> **Prompt**: Please retype the records below exactly as they stand.

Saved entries

= = =

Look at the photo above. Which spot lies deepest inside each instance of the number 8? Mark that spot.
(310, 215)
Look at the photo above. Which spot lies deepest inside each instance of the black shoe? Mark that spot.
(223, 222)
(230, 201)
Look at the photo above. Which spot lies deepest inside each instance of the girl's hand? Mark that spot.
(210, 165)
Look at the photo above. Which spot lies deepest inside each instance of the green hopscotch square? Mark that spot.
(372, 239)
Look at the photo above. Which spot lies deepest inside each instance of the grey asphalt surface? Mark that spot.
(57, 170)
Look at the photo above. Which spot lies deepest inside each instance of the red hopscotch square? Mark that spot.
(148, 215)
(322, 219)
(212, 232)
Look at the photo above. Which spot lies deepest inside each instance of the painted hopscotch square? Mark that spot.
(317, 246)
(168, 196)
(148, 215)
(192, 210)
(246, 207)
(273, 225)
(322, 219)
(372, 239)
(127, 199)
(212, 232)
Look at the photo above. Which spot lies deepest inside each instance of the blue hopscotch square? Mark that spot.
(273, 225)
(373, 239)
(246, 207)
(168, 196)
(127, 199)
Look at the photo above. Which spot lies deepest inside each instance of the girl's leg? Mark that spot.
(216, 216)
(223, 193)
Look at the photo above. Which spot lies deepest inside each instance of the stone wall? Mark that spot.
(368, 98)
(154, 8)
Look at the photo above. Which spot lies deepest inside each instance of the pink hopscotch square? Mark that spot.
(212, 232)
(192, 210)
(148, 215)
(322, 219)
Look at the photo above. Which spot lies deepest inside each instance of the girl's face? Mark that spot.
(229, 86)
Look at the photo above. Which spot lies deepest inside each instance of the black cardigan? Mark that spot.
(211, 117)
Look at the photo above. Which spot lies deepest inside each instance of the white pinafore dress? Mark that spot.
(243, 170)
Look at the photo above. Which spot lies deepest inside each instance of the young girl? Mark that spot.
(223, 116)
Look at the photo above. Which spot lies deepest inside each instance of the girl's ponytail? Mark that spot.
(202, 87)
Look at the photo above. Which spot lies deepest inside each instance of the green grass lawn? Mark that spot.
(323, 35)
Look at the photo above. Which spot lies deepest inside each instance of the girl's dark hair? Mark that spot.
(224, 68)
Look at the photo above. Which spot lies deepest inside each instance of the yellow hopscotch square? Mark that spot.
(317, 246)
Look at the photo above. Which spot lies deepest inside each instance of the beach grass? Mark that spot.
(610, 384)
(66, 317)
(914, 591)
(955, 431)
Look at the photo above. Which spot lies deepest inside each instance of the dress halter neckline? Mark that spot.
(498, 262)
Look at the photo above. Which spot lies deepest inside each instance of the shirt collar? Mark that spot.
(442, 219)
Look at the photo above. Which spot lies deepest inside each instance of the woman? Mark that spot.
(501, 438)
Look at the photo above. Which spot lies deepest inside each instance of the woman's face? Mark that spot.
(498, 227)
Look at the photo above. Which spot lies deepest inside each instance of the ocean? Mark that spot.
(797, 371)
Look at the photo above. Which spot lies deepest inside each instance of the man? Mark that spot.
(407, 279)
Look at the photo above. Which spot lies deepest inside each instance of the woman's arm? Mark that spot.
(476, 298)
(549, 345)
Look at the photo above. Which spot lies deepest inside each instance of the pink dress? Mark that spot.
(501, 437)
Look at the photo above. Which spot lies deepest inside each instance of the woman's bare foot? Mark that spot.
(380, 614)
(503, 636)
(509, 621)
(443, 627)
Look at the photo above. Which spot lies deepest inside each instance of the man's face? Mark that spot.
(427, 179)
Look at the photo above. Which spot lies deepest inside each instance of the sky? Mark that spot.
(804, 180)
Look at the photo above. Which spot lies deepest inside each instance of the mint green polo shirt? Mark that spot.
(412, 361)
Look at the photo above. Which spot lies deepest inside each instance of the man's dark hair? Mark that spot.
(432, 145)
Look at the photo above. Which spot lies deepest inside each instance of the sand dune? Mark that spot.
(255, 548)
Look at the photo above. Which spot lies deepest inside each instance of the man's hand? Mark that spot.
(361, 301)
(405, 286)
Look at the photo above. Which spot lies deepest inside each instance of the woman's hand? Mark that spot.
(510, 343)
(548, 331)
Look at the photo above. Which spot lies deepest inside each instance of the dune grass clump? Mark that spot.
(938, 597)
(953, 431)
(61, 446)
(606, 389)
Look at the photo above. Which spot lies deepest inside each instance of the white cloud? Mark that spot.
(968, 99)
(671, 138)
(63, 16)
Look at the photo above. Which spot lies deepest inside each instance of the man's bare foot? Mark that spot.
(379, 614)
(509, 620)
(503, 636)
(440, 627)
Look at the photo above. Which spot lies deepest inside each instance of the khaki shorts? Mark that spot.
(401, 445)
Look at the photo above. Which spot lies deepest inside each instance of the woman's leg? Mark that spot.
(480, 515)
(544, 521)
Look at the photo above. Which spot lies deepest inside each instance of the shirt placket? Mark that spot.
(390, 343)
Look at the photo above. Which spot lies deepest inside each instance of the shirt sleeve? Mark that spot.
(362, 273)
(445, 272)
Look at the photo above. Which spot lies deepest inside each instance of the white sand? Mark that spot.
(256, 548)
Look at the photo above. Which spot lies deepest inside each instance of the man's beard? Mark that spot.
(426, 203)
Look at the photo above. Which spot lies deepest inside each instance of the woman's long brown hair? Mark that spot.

= = =

> **Result of the task**:
Look at the photo above. Which spot lies deepest inside each instance of the number 8? Mark that spot.
(310, 215)
Look at the photo above. Which spot lies deepest inside each instance of the black shoe? Mark that spot.
(223, 222)
(230, 201)
Look at the photo above. Which spot lies deepest inside each instance of the girl's hand? Mark that spot.
(210, 165)
Look at the photo above. Which spot lies deepest inside each instance of the green hopscotch square? Mark that spot.
(372, 239)
Look at the photo above. Which spot lies deepest inside each instance of the grey asphalt surface? Mark that spot.
(57, 170)
Look at the photo above. Which spot lies deepest inside each instance of the red hopscotch square? Mark that spot.
(148, 215)
(322, 219)
(212, 232)
Look at the photo above. Which spot lies deepest inside each instance of the painted hopscotch square? Mark that spot.
(317, 246)
(168, 196)
(148, 215)
(192, 210)
(246, 207)
(273, 225)
(322, 219)
(372, 239)
(127, 199)
(212, 232)
Look at the photo above. Which spot lies deepest inside each instance of the blue hopscotch square? Mark that spot.
(273, 225)
(373, 239)
(246, 207)
(168, 196)
(127, 199)
Look at the photo above. Which spot lies deepest inside each instance of the girl's leg? Mark that spot.
(216, 216)
(223, 193)
Look at the photo above. Which spot lies deepest inside each instance of the stone wall? Mark that spot.
(368, 98)
(154, 8)
Look at the photo above. Which spot lies deepest inside each instance of the pink hopscotch square? Mark that spot.
(212, 232)
(192, 210)
(148, 215)
(322, 219)
Look at the photo above. Which spot lies deepest inside each instance of the girl's face? Mark that spot.
(229, 86)
Look at the photo above. Which spot lies deepest inside each instance of the black cardigan? Mark that spot.
(211, 117)
Look at the photo above. Which spot lies deepest inside each instance of the white pinafore dress? Mark that spot.
(243, 170)
Look at the photo above. Which spot lies deepest inside each instance of the young girl? Mark that spot.
(223, 116)
Look at the photo above. Which spot lies deepest inside each instance of the girl's ponytail? Mark that spot.
(202, 87)
Look at the photo above. Which spot lies deepest inside each instance of the green grass lawn? Mark that spot.
(323, 35)
Look at the photo above. Which spot lies deepest inside each instance of the girl's dark hair? Mark that spot.
(224, 68)
Look at the photo above. Which spot lies deepest inside each instance of the yellow hopscotch square? Mark that spot.
(317, 246)
Look at the photo above. Which spot lies deepest inside each instance of the beach grass? Mark that spot.
(610, 384)
(66, 317)
(914, 591)
(955, 431)
Look at the photo above. Which spot lies deepest inside each instance of the dress halter neckline? Mark that spot.
(498, 262)
Look at the photo above. Which spot lies deepest inside each instance of the shirt collar? Mark that spot.
(442, 219)
Look at the photo above. Which spot lies deepest inside each instance of the woman? Mark that spot.
(501, 438)
Look at the photo above. Which spot lies deepest inside each instance of the woman's face? Mark that spot.
(498, 227)
Look at the photo above. Which spot lies deepest inside each instance of the ocean? Mark that spot.
(797, 371)
Look at the photo above. Which spot lies deepest inside each instance of the man? Mark that spot.
(407, 279)
Look at the photo above. Which spot lies deepest inside each instance of the woman's arm? Mark that spot.
(476, 298)
(549, 345)
Look at the photo above. Which spot lies deepest inside each instance of the pink dress? Mark that spot.
(501, 437)
Look at the photo above. Which spot lies deepest inside each instance of the woman's bare foot? Mark that spot.
(380, 614)
(503, 636)
(509, 621)
(443, 627)
Look at the photo above. Which spot lies deepest inside each instance of the man's face? Mark that spot.
(427, 179)
Look at the photo above. Which spot lies deepest inside each instance of the sky? Mark that spot.
(804, 180)
Look at the photo above. Which spot lies deepest inside each instance of the mint green polo shirt? Mark that spot.
(412, 361)
Look at the photo above. Which spot lies deepest inside each instance of the man's dark hair? Mark that spot.
(432, 145)
Look at the photo above. Which spot lies deepest inside each instance of the sand dune? Mark that spot.
(255, 548)
Look at the photo above. Which spot lies deepest inside each instance of the man's hand? Mark that spot.
(361, 301)
(405, 286)
Look at the photo above. Which spot lies deepest inside each instance of the woman's hand? Mark that spot.
(510, 343)
(548, 331)
Look at the photo above. Which spot lies deepest inside each instance of the dune grass clump? Mark that spot.
(938, 597)
(953, 431)
(61, 446)
(606, 389)
Look at the photo above. Which spot lies deepest inside each instance of the white cloud? Mark that spot.
(968, 99)
(671, 138)
(63, 16)
Look at the photo above. Which spot lies deepest inside each instance of the man's bare foot? Mark that spot.
(379, 614)
(509, 620)
(503, 636)
(440, 627)
Look at the photo above. Which spot lies deepest inside each instance of the khaki shorts? Mark that spot.
(401, 445)
Look at the photo above. Which spot lies deepest inside each instance of the woman's leg? Mark that spot.
(480, 515)
(544, 521)
Look at the photo above. Which spot lies deepest inside each instance of the shirt placket? Mark that spot.
(390, 343)
Look at the photo above. Which spot lies deepest inside each instance of the shirt sleeve? Mark that spot.
(362, 273)
(445, 272)
Look at the photo above. Which spot lies deepest inside each instance of the white sand? Mark that spot.
(256, 548)
Look at the photo above. Which spot lies deepest inside each instance of the man's beard? Mark that spot.
(426, 203)
Look at the photo above. Which spot lies deepest inside each instance of the woman's long brown hair? Mark that spot.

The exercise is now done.